WRITTEN REQUEST 1: In the image boundary labeling entries, swap "instance" for "occurrence" wherever it occurs and return those lines with everything else unchanged, leaving out the pictures.

I ran into many discussions with the network team on bandwidth utilization. The network teams says there is no need for upgrade based on their analysis done using Orion. However, when I check the reports in DC RUM I can see a clear need for additional bandwidth. Sometimes DC RUM reports beyond the line capacity (like almost 20 Mbps on a 15 Mbps access line) which makes me wonder how this is calculated.
The AMD is located in our largest data center (with sniffing port on the MPLS line) only and all the routers send Netflow to the AMD. So I assume that the bandwidth utilization is based on the Netflow. One of my guesses is that the AMD is adding up the Netflow statistics incl. the traffic captured by the sniffing port.
Can someone point out the differences between DC RUM and Orion? And I would also like to understand how to generate reliably bandwidth utilization charts for capacity management.
Answer by Kris Z. ·
DC RUM de-duplicates data sourced from NetFlow and AMD, so double-counting should not occur. De-duplication is implemented this way so there is a possibility to dive deeper into the sources, using the Link dimension. Link name will tell where specific measurement came from.

WRITTEN REQUEST 2: Output the entire forum thread on DC RUM and Orion bandwidth figures word for word.

(Image boundary labeling entries)

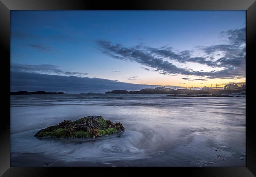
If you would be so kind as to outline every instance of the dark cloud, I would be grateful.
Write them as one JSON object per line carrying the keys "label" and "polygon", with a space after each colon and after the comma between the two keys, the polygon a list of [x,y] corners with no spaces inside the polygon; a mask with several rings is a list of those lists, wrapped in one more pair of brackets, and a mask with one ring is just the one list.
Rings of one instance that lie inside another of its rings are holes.
{"label": "dark cloud", "polygon": [[137,80],[137,79],[136,79],[138,77],[138,76],[134,76],[134,77],[129,77],[127,79],[128,80],[130,80],[131,81],[134,81],[135,80]]}
{"label": "dark cloud", "polygon": [[147,71],[150,71],[150,70],[149,69],[148,69],[148,68],[144,68],[144,67],[141,67],[141,69],[144,69],[145,70],[147,70]]}
{"label": "dark cloud", "polygon": [[132,84],[97,78],[15,71],[11,73],[12,92],[62,90],[69,93],[104,93],[115,89],[139,90],[143,88],[154,88],[155,85]]}
{"label": "dark cloud", "polygon": [[[204,57],[191,57],[191,51],[175,52],[171,48],[166,46],[159,48],[142,45],[127,47],[121,44],[113,44],[110,41],[102,40],[98,40],[96,43],[98,49],[103,53],[117,59],[140,63],[152,68],[152,71],[162,74],[182,74],[206,77],[207,79],[244,77],[245,33],[245,28],[222,32],[221,35],[226,37],[228,44],[200,48],[209,55]],[[223,52],[224,57],[216,60],[210,56],[217,52]],[[173,61],[180,63],[190,62],[200,63],[212,67],[219,67],[222,70],[210,72],[194,71],[178,67],[171,63]],[[147,70],[150,70],[149,69]],[[204,79],[198,80],[202,80]]]}
{"label": "dark cloud", "polygon": [[191,79],[189,77],[184,77],[182,78],[184,80],[186,80],[187,81],[207,81],[206,79]]}
{"label": "dark cloud", "polygon": [[55,74],[61,76],[85,77],[87,73],[80,72],[71,72],[63,71],[59,69],[59,66],[52,65],[22,65],[12,63],[11,65],[11,72],[41,73],[47,74]]}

TASK OUTPUT 1:
If you would be so kind as to outline every occurrence of the dark cloud, I would be grateful.
Write them as one JSON object per line carrying the keys "label" and "polygon", with a space after each colon and after the comma between the two keys, the polygon a list of [x,y] corners with no spaces inside the polygon; a mask with several rings is a list of those lists, wrapped in one more pair of brackets, and a mask with one ring is just the one list.
Rings of one occurrence that lie inside another of its rings are holes.
{"label": "dark cloud", "polygon": [[137,80],[137,79],[136,79],[138,77],[138,76],[134,76],[134,77],[129,77],[127,79],[128,80],[130,80],[131,81],[134,81],[135,80]]}
{"label": "dark cloud", "polygon": [[147,71],[150,71],[150,70],[149,69],[148,69],[148,68],[144,68],[144,67],[141,67],[141,69],[144,69],[145,70],[147,70]]}
{"label": "dark cloud", "polygon": [[132,84],[97,78],[15,71],[11,73],[12,92],[62,90],[69,93],[104,93],[115,89],[139,90],[143,88],[154,88],[155,85]]}
{"label": "dark cloud", "polygon": [[[204,57],[191,57],[191,51],[175,52],[171,48],[166,46],[159,48],[142,45],[127,47],[121,44],[113,44],[110,41],[102,40],[98,40],[96,43],[98,49],[103,53],[117,59],[140,63],[152,68],[152,71],[162,74],[182,74],[206,77],[207,79],[244,77],[245,33],[245,28],[222,32],[221,35],[226,37],[228,44],[200,48],[209,55]],[[223,52],[224,57],[216,60],[210,56],[217,52]],[[173,61],[180,63],[190,62],[200,63],[212,67],[219,67],[222,70],[210,72],[194,71],[178,67],[171,63]],[[147,70],[150,70],[149,69]],[[204,79],[198,80],[202,80]]]}
{"label": "dark cloud", "polygon": [[191,79],[189,77],[184,77],[182,78],[184,80],[186,80],[187,81],[207,81],[206,79]]}
{"label": "dark cloud", "polygon": [[55,74],[61,76],[85,77],[87,73],[80,72],[71,72],[63,71],[59,69],[59,66],[52,65],[22,65],[12,63],[11,65],[11,72],[41,73],[47,74]]}

TASK OUTPUT 2:
I ran into many discussions with the network team on bandwidth utilization. The network teams says there is no need for upgrade based on their analysis done using Orion. However, when I check the reports in DC RUM I can see a clear need for additional bandwidth. Sometimes DC RUM reports beyond the line capacity (like almost 20 Mbps on a 15 Mbps access line) which makes me wonder how this is calculated.
The AMD is located in our largest data center (with sniffing port on the MPLS line) only and all the routers send Netflow to the AMD. So I assume that the bandwidth utilization is based on the Netflow. One of my guesses is that the AMD is adding up the Netflow statistics incl. the traffic captured by the sniffing port.
Can someone point out the differences between DC RUM and Orion? And I would also like to understand how to generate reliably bandwidth utilization charts for capacity management.
Answer by Kris Z. ·
DC RUM de-duplicates data sourced from NetFlow and AMD, so double-counting should not occur. De-duplication is implemented this way so there is a possibility to dive deeper into the sources, using the Link dimension. Link name will tell where specific measurement came from.